Rewrite the records from their start through the line containing "box: [72, 0, 699, 675]", inclusive, substituting "points" for "clicks" and leaving everything else unchanged.

Dataset entries:

-=-=-

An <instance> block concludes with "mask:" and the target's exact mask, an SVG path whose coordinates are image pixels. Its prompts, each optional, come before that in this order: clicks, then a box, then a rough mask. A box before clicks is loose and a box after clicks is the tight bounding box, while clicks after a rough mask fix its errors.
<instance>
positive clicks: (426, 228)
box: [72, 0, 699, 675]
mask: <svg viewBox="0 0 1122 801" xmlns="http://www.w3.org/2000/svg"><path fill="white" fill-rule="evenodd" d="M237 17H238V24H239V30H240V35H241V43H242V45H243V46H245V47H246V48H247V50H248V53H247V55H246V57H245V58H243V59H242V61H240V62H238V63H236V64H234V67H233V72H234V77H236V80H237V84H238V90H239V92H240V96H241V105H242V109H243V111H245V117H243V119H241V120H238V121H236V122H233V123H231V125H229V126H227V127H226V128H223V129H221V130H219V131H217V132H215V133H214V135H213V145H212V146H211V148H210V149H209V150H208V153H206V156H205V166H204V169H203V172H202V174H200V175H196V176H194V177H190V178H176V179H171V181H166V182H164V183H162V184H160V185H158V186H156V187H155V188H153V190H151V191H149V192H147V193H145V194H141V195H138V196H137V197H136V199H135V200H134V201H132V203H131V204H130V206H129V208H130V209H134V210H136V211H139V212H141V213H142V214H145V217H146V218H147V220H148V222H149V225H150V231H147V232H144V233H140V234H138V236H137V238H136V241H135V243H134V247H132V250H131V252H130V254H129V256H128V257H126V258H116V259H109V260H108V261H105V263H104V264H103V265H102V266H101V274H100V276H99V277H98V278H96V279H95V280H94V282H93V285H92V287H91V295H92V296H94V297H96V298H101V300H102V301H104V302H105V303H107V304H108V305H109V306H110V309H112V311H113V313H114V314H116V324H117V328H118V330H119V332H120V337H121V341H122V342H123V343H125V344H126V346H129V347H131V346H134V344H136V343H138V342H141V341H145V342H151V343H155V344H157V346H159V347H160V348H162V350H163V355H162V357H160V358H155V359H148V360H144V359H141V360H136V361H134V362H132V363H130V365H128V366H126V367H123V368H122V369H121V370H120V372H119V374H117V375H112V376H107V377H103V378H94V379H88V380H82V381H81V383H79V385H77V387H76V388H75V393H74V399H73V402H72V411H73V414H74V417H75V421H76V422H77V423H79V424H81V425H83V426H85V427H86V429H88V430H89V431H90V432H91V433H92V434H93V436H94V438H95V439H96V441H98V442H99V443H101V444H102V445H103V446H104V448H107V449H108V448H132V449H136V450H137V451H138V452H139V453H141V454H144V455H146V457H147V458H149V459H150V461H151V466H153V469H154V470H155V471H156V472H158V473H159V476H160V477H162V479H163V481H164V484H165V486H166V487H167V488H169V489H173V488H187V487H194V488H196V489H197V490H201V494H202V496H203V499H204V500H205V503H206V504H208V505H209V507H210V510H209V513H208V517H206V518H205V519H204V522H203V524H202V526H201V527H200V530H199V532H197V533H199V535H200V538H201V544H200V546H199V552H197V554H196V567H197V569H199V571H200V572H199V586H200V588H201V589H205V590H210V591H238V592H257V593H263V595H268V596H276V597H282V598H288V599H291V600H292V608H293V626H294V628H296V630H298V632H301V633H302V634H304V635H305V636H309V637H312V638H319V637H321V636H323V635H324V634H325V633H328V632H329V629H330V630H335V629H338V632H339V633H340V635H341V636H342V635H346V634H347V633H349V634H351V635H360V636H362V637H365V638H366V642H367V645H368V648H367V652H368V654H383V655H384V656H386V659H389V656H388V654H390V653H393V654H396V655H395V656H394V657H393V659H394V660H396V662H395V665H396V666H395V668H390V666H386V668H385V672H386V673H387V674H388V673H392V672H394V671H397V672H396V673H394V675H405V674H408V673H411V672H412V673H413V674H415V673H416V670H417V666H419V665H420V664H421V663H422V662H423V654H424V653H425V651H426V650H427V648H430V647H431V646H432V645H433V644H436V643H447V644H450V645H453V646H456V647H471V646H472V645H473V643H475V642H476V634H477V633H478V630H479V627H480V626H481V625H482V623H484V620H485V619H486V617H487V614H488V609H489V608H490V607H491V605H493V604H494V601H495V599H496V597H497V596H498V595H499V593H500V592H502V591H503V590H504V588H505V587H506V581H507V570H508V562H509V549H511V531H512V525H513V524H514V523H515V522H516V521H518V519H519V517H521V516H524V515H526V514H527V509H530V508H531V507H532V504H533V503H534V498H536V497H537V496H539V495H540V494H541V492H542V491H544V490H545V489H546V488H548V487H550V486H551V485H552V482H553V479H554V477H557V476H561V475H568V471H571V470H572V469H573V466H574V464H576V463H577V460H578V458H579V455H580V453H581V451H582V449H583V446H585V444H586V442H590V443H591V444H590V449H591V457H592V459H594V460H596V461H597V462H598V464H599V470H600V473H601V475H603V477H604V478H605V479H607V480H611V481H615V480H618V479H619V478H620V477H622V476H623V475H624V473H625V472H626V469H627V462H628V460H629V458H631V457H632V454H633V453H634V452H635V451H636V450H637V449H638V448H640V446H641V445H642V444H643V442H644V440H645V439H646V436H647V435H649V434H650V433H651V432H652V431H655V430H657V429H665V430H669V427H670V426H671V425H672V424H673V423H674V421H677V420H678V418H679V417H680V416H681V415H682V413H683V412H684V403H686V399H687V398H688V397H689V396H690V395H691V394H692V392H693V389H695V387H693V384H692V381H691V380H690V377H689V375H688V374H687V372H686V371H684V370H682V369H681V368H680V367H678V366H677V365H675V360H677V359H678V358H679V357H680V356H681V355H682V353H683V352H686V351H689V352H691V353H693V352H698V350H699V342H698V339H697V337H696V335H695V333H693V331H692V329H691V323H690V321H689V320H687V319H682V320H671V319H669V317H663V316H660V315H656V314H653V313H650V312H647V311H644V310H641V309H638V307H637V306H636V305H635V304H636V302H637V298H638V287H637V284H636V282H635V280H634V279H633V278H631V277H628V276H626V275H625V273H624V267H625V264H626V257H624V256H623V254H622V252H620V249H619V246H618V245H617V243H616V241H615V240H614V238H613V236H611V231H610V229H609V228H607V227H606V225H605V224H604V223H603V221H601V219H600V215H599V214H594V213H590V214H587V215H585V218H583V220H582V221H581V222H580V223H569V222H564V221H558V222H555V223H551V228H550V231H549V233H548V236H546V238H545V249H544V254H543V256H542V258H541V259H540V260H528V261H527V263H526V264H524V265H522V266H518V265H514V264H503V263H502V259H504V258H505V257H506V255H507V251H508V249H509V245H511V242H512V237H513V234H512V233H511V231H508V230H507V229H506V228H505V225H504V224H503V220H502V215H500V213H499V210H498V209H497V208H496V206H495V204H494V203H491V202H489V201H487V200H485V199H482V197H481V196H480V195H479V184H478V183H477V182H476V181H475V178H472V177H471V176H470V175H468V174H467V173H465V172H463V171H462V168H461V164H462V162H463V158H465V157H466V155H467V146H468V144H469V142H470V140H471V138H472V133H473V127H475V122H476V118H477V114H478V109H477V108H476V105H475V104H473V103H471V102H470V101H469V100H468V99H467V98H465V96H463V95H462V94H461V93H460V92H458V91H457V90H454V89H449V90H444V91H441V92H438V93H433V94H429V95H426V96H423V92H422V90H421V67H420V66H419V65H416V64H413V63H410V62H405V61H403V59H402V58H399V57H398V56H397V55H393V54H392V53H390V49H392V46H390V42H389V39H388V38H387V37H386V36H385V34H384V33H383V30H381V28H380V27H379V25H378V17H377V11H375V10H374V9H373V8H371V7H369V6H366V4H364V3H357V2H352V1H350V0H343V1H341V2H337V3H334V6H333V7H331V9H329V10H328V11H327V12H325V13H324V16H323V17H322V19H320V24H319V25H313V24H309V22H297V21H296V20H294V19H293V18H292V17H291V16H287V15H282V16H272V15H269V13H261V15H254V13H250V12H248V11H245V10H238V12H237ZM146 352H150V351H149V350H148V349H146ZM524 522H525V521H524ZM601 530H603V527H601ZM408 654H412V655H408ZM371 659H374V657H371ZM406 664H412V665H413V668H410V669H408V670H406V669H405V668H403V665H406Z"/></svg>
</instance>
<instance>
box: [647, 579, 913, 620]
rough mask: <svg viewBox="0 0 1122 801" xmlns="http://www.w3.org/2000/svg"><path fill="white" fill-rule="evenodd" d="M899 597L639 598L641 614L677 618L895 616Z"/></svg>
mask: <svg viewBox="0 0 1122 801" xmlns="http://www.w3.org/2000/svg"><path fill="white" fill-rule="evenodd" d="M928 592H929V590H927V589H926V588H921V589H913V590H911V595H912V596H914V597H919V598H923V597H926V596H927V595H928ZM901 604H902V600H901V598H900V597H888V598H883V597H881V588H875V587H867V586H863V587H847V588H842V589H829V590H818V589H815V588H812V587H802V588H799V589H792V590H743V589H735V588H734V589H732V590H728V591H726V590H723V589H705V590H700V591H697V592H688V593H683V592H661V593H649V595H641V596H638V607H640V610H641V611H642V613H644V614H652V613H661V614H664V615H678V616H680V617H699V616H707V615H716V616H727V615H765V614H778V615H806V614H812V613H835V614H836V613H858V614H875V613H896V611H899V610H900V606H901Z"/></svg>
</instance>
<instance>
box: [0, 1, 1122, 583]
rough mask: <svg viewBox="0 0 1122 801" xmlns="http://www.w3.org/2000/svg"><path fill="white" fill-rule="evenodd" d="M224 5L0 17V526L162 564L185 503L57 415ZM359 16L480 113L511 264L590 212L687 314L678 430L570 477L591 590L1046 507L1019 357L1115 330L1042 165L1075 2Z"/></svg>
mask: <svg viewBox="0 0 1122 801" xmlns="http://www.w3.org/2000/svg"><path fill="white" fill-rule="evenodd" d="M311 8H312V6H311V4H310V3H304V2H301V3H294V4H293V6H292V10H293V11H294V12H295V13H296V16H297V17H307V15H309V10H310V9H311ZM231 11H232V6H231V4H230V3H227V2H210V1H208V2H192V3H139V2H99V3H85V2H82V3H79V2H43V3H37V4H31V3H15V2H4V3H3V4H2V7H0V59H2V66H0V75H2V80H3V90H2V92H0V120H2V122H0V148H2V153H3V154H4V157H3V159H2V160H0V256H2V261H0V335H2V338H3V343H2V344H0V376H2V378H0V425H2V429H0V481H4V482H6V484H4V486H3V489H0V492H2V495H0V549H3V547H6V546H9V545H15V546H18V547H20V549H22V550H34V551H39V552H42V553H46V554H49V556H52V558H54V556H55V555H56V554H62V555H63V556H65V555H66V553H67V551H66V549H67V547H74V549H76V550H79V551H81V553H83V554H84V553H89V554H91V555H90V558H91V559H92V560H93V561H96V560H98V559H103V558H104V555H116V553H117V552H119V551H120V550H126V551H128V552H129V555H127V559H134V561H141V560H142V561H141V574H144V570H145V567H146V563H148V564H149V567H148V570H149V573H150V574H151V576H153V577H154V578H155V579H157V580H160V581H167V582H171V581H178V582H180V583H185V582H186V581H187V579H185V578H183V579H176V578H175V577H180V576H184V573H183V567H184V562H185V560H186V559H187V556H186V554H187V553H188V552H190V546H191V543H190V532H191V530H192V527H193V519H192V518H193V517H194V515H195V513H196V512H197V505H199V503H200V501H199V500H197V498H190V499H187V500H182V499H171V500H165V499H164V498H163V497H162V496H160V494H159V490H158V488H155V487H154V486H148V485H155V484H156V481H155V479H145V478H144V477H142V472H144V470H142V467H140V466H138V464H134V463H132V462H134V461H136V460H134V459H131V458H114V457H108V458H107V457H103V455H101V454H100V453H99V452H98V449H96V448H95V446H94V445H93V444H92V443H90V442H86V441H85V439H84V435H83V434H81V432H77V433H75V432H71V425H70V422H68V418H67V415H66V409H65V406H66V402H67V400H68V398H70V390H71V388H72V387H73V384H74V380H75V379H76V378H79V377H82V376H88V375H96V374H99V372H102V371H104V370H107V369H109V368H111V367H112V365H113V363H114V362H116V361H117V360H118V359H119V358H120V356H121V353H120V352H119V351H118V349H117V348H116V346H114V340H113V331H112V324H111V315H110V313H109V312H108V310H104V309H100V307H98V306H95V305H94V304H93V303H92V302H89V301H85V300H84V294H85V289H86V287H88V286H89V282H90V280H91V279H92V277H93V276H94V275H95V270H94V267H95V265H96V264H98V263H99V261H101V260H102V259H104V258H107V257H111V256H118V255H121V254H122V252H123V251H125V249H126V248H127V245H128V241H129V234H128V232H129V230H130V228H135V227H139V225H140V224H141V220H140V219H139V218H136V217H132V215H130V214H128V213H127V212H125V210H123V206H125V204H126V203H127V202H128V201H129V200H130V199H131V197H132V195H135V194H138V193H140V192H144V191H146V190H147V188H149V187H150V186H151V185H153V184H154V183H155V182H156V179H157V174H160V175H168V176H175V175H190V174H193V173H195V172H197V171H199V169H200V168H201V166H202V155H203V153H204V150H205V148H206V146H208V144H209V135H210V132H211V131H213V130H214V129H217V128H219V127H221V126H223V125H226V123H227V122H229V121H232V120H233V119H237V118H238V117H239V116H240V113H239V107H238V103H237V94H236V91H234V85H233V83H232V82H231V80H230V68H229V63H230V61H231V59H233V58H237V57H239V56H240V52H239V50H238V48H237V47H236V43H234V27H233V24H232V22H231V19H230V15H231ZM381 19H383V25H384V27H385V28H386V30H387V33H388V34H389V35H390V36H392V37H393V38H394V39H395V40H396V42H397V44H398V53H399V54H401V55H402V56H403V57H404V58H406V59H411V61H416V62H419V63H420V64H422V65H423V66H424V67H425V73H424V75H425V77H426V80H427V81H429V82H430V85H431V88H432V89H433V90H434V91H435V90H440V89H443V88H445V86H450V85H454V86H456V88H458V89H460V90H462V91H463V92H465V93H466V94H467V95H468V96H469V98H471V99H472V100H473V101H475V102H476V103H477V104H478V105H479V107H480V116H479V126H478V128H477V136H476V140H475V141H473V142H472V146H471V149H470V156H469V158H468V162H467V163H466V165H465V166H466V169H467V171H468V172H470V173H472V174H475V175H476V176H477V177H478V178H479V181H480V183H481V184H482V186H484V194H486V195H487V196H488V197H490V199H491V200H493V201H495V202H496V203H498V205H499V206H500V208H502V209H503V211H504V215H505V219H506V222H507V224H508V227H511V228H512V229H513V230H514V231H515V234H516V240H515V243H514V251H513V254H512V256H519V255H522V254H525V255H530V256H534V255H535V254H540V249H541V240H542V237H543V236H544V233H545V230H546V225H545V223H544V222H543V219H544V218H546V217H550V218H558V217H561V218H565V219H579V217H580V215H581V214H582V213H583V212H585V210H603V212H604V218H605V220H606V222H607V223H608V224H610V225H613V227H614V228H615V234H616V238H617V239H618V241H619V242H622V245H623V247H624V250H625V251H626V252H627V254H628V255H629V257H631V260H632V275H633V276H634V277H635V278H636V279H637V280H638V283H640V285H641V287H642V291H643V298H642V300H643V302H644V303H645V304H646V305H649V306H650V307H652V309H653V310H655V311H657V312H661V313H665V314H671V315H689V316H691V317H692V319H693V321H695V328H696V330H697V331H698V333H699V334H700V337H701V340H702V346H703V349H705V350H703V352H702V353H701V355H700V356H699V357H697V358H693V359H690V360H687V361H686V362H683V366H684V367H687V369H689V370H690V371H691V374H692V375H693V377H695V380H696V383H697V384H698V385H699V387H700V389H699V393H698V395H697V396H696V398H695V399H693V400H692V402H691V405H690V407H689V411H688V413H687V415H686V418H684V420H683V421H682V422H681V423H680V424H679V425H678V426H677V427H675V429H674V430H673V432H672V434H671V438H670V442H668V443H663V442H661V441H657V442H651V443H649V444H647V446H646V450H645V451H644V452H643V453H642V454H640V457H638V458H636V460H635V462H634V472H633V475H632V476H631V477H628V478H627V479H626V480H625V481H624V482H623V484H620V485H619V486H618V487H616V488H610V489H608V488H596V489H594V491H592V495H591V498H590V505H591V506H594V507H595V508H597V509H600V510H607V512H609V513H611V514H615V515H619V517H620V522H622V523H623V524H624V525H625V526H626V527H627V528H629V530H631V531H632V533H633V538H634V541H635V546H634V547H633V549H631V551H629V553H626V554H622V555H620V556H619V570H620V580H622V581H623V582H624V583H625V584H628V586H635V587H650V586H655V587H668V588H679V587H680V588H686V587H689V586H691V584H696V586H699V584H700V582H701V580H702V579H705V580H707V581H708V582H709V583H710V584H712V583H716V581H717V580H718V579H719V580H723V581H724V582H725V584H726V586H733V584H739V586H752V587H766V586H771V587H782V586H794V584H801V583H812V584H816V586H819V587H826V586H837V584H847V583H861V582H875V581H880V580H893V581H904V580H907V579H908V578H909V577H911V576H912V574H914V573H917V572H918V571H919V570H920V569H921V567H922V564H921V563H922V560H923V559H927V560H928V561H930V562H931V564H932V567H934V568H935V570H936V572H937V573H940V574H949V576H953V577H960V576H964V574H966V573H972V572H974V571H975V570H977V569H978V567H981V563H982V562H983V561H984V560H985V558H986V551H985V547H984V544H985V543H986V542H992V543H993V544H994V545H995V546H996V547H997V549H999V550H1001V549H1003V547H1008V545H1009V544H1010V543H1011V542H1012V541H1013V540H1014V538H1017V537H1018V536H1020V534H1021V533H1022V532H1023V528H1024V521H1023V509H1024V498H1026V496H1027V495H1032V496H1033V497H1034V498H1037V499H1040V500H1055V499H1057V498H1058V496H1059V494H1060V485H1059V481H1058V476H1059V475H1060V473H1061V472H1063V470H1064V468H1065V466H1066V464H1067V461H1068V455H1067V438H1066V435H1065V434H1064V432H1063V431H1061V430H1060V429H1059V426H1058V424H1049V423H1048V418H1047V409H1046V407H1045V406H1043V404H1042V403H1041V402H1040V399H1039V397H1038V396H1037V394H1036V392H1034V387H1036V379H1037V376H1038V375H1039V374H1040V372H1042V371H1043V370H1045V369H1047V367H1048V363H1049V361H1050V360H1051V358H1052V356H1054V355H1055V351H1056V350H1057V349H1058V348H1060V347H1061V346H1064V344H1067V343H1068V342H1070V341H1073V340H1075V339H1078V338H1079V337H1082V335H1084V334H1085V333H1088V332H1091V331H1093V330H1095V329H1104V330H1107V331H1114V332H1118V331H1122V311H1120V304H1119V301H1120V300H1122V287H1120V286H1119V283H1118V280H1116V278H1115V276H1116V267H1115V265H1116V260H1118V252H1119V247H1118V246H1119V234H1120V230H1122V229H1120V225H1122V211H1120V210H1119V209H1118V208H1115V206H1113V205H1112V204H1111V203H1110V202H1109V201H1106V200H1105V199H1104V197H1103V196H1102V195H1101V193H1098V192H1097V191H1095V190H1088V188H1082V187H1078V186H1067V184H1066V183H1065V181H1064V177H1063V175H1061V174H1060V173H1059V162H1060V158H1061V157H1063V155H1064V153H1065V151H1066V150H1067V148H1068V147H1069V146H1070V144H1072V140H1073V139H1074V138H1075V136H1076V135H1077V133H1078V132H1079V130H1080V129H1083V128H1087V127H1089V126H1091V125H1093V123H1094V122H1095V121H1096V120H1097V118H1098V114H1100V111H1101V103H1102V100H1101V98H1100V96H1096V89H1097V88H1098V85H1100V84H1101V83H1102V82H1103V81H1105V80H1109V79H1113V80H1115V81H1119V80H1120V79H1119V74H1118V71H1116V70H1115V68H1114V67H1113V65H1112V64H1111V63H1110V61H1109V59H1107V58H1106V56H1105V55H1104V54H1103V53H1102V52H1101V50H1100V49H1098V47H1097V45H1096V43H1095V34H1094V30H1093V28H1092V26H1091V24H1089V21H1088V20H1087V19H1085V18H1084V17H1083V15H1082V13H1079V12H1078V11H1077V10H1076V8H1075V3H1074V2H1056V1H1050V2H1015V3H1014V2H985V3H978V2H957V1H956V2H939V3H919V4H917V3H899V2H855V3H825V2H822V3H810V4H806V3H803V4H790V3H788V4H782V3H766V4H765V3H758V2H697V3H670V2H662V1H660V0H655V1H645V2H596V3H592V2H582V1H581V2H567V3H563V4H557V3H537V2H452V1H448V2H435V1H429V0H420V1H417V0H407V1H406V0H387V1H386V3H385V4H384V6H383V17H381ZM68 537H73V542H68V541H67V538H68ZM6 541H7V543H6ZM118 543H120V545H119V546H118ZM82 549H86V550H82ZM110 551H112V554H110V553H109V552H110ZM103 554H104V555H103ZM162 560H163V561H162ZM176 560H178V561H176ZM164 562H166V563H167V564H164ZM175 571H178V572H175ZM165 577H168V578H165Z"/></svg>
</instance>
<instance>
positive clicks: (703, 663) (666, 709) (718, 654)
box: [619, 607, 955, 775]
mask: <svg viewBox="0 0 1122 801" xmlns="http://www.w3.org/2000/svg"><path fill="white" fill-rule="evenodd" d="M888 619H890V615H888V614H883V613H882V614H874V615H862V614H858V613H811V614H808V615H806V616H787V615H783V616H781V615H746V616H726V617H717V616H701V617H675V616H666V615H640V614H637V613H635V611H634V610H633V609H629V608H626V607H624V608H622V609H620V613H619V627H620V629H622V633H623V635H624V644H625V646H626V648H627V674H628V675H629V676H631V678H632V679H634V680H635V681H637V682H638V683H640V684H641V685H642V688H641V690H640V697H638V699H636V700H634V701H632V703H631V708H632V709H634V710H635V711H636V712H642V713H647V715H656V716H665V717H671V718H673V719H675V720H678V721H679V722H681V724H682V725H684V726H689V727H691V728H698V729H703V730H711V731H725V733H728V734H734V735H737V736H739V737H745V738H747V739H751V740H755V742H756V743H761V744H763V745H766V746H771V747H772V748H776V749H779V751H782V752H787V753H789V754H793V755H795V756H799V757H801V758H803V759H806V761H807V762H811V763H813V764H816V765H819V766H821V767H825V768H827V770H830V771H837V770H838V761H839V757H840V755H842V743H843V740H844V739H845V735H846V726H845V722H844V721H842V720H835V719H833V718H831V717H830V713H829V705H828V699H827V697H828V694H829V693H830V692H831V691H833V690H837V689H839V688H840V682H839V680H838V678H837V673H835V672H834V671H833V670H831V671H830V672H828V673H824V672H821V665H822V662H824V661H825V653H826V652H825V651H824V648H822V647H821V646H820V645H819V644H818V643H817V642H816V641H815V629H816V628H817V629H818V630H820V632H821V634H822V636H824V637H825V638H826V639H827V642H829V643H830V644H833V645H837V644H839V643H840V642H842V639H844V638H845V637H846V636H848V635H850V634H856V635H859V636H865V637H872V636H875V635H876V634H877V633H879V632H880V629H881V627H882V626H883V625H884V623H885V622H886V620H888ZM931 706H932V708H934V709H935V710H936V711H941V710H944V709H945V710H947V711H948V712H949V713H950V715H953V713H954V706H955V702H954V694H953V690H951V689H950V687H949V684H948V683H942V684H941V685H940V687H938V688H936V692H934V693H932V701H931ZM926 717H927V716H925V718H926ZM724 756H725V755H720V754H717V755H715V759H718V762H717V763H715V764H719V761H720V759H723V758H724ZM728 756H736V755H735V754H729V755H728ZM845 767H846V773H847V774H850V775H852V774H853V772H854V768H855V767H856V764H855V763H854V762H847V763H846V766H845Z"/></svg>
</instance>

-=-=-

**SOLVED PROBLEM**
An <instance> block concludes with "mask:" and the target's exact mask, an SVG path whose coordinates are image pixels. Its prompts, each optional, come before that in this order: points, then a box, then a rough mask. A box before points is loose and a box after points is the tight bounding box, while points after a rough mask fix its errors.
<instance>
positive points: (426, 228)
box: [72, 0, 699, 675]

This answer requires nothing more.